▶ [Text passage]:

┄┄┄┄┄┄┄┄┄┄

# HELP!! fuzzy white patches



## Morticia (May 27, 2005)

I just noticed last night that my rbp's have this slight film of what looks to be fuzzy white patches on them (more like dull white). They did not eat every well the past two days.

I did a 50% weekly water change/vacuum last night and all the water parameters are within check. ammonia 0, nitrites 0, nitrates 10, temp 82.

Any help on med's is greatly appreciated. My babies are only 8 weeks old.

Thanks,
Morticia


----------



## mashunter18 (Jan 2, 2004)

Sounds similar to ammonia burn.I would do a salt treatment.

Were these guys recently shipped to you??


----------



## Morticia (May 27, 2005)

I've had them 6 weeks now. They were placed into a fully cycled tank. It almost looks like little cotton balls this afternoon. A greyish / whiterish fuzz

I think it's some type of fungus and I have started treatment for fungus.

They don't seem very happy at the moment either. They normally swim right up to the front of the tank when I get home in anticipation of food. They aren't swimming much like they normally do. I did test the water parameters again this evening and they are right on the money.
Ammonia 0
Nitrites 0
Nitrates 10
Temp 82

I don't want to loose my little pride and joys. When I did the water change last night I did use some salt.

Any help is appreciated or sugggestions








Thanks,
Morticia


----------



## Dr. Giggles (Oct 18, 2003)

Morticia, Are you using water conditioner with your water changes ??? Do the white patches look like an injury caused by something like driftwood and now its healing ? What kind of bacterial med are you using ? I ask because p's are sensitive to meds and that there are a select few that work well with p's.

┄┄┄┄┄┄┄┄┄┄

▶ [Records]:
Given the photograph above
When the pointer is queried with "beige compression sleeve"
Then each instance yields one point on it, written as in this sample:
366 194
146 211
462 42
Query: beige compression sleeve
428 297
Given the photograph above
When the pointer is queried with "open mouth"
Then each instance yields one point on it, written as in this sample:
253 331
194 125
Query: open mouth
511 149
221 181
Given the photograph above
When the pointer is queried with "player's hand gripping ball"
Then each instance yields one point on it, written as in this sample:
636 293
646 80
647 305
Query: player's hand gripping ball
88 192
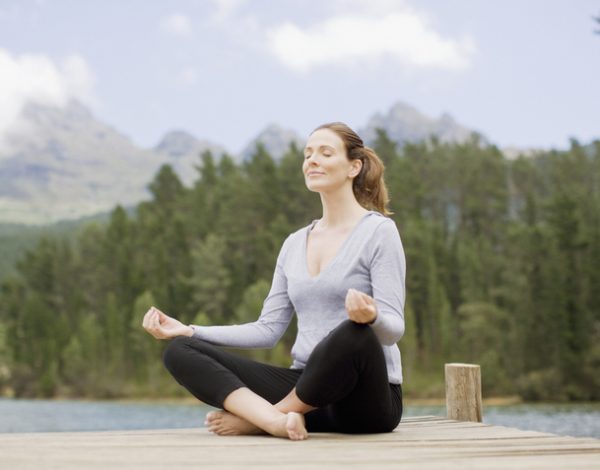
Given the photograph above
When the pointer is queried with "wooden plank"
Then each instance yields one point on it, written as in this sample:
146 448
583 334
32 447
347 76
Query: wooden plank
414 444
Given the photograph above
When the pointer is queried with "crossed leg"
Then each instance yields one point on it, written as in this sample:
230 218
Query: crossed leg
255 397
258 398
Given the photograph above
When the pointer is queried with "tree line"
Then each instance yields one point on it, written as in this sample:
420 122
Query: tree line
503 270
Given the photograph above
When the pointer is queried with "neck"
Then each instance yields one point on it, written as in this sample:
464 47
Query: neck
340 209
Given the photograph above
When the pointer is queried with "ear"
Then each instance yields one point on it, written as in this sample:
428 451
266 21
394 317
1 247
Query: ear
355 169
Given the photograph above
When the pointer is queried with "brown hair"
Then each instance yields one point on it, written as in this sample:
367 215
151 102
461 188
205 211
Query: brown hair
368 186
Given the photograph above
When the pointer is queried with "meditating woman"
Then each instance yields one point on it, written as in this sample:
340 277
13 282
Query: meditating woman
344 277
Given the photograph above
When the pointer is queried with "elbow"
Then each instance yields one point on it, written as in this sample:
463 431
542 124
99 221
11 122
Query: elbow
391 332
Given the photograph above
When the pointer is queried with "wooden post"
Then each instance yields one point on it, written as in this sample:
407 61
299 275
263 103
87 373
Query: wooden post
463 392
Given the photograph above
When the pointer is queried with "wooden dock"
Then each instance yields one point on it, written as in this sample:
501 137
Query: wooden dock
425 442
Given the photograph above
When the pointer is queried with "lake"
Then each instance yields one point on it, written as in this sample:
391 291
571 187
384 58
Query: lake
581 420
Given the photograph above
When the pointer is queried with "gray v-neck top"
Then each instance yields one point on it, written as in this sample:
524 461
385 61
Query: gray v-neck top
371 260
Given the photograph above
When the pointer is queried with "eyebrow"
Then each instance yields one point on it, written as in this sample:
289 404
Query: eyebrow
320 146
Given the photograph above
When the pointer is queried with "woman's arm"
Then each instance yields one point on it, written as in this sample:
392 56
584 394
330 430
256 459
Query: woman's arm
274 319
388 273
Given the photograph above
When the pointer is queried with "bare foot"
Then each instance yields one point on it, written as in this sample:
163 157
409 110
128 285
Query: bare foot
224 423
295 426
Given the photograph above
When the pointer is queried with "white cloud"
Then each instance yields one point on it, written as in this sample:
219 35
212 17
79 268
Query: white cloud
38 79
188 76
224 9
176 24
363 33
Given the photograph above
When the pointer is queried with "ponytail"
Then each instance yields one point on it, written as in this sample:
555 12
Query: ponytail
368 186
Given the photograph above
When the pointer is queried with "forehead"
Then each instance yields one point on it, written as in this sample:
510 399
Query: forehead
325 137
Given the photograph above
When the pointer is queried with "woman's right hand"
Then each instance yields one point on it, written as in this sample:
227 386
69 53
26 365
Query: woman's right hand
162 326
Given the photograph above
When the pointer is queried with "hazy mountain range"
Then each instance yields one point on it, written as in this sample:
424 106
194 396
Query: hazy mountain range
67 164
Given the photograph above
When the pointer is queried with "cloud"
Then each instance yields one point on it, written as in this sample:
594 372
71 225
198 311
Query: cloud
187 76
224 9
32 78
367 35
176 24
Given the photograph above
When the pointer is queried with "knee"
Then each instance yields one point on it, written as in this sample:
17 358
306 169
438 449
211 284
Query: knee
354 335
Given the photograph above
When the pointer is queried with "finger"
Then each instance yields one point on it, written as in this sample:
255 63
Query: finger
146 319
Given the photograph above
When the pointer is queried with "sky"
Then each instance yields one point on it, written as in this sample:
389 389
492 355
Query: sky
524 73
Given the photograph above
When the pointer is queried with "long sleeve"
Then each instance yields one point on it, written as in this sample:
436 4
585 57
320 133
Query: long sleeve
274 319
388 273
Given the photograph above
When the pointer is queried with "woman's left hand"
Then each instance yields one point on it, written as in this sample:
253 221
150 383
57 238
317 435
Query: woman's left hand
361 307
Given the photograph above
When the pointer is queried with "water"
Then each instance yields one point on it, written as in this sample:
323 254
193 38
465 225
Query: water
580 420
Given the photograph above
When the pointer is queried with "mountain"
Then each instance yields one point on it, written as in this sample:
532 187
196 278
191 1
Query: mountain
275 139
67 164
404 123
182 150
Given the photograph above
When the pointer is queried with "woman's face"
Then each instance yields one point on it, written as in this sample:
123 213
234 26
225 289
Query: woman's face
326 165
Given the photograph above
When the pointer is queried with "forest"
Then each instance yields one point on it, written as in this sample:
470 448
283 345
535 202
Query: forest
503 270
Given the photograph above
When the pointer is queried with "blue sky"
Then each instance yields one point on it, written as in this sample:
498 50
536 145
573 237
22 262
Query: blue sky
523 73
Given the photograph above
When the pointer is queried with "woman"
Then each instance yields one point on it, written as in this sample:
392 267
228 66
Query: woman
343 275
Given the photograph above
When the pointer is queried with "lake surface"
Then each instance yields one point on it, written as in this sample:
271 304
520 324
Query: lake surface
582 420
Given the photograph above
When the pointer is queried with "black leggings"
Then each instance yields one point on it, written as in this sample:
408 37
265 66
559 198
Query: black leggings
345 378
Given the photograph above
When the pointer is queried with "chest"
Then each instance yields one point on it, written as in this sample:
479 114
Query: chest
322 248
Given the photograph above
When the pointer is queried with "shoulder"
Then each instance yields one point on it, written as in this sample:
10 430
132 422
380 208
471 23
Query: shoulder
381 225
294 239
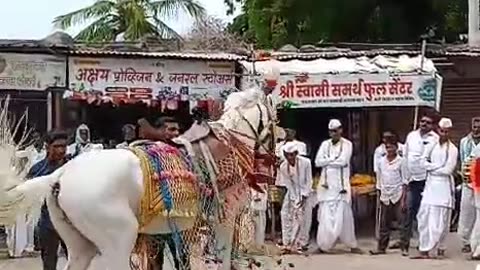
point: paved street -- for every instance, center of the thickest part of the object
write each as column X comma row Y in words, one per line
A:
column 393, row 261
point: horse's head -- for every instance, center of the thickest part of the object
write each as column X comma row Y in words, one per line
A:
column 251, row 118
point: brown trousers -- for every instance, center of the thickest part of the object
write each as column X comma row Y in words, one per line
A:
column 388, row 213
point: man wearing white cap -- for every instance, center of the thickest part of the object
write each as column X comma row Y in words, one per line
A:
column 295, row 174
column 335, row 217
column 437, row 202
column 467, row 203
column 475, row 238
column 415, row 146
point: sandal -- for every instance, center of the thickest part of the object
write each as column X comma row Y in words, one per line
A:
column 377, row 252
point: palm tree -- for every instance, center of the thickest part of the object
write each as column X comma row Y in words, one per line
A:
column 132, row 18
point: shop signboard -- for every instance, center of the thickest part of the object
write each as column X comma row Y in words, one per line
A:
column 31, row 71
column 358, row 90
column 150, row 79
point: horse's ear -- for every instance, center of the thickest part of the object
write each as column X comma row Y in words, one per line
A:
column 199, row 114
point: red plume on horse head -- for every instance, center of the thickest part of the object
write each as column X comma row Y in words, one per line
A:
column 475, row 174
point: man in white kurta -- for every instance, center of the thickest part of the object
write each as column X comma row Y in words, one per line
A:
column 475, row 238
column 438, row 196
column 335, row 216
column 467, row 204
column 295, row 174
column 418, row 141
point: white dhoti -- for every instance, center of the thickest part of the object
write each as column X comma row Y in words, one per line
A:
column 304, row 237
column 292, row 221
column 335, row 222
column 260, row 221
column 467, row 215
column 433, row 226
column 259, row 211
column 475, row 238
column 17, row 237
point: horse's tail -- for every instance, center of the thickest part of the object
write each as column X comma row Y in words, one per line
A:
column 26, row 198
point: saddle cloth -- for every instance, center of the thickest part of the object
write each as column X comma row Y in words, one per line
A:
column 170, row 187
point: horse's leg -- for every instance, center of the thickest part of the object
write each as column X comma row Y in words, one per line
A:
column 224, row 243
column 80, row 250
column 118, row 236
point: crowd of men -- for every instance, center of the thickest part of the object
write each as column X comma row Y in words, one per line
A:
column 414, row 181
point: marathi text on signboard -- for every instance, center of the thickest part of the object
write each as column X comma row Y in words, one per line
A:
column 31, row 71
column 358, row 90
column 150, row 78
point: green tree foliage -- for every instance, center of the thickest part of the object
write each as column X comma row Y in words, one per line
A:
column 272, row 23
column 135, row 19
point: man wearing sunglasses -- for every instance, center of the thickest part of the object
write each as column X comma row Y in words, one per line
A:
column 416, row 145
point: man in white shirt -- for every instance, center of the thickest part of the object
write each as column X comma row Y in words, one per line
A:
column 437, row 203
column 295, row 174
column 381, row 151
column 467, row 203
column 392, row 185
column 290, row 136
column 129, row 136
column 418, row 141
column 335, row 216
column 82, row 142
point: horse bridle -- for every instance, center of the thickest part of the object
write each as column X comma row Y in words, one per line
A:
column 259, row 142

┄┄┄┄┄┄┄┄┄┄

▶ [Instructions for the task]: Copy the part of the forum thread verbatim, starting with "Were these guys" and going on through "on the money.".

▶ [Reply to the exercise]:
Were these guys recently shipped to you??


----------



## Morticia (May 27, 2005)

I've had them 6 weeks now. They were placed into a fully cycled tank. It almost looks like little cotton balls this afternoon. A greyish / whiterish fuzz

I think it's some type of fungus and I have started treatment for fungus.

They don't seem very happy at the moment either. They normally swim right up to the front of the tank when I get home in anticipation of food. They aren't swimming much like they normally do. I did test the water parameters again this evening and they are right on the money.